---------- STORED DATA ----------
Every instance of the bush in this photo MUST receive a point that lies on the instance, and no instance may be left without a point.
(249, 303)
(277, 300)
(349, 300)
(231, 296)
----------
[WORK TASK]: Print all of the records, leaving each one exactly as it appears above.

[REPLY]:
Every instance of the bush in this photo MUST receive a point that lies on the instance, and no instance may be left without a point.
(249, 303)
(277, 300)
(349, 300)
(231, 296)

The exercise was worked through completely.